Record set Start Marker
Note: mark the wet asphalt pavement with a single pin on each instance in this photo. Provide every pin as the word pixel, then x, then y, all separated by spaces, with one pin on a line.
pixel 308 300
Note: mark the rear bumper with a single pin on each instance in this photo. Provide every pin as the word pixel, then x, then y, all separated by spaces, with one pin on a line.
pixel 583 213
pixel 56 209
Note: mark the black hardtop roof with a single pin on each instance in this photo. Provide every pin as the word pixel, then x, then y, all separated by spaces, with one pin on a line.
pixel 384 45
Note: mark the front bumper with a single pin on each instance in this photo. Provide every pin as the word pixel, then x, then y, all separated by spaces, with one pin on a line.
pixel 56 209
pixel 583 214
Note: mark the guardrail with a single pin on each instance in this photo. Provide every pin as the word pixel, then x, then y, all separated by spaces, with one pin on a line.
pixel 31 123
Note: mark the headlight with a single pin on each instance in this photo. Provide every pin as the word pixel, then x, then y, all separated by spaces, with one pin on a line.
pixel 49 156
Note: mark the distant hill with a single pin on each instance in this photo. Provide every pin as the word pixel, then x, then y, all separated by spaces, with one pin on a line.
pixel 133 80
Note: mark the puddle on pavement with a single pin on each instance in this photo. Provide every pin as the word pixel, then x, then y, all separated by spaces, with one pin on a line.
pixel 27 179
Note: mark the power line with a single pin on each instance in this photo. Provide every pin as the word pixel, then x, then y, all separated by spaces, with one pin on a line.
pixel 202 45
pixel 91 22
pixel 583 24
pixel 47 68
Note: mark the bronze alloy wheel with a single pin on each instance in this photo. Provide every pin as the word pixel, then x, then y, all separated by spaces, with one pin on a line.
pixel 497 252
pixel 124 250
Record set End Marker
Brief - Word for word, return the lines from the one holding "Note: mark the puddle" through the end of the entries above.

Final answer -
Note: mark the puddle on pavement with a single pin on each instance in this photo. Provide every pin as the word pixel, then x, then y, all separated by spaces, with one pin on a line.
pixel 27 179
Note: mark the power line with a single pin on each instance in this photo. Provide every pin as the word pixel, then x, then y, all separated by spaces, with one pin on a line.
pixel 202 45
pixel 91 22
pixel 583 24
pixel 47 68
Note: mark the bronze alloy wheel with a single pin on each instance in this photo. Provide every pin as the word pixel, then x, then y, all separated by spaces, with one pin on a line.
pixel 497 252
pixel 124 250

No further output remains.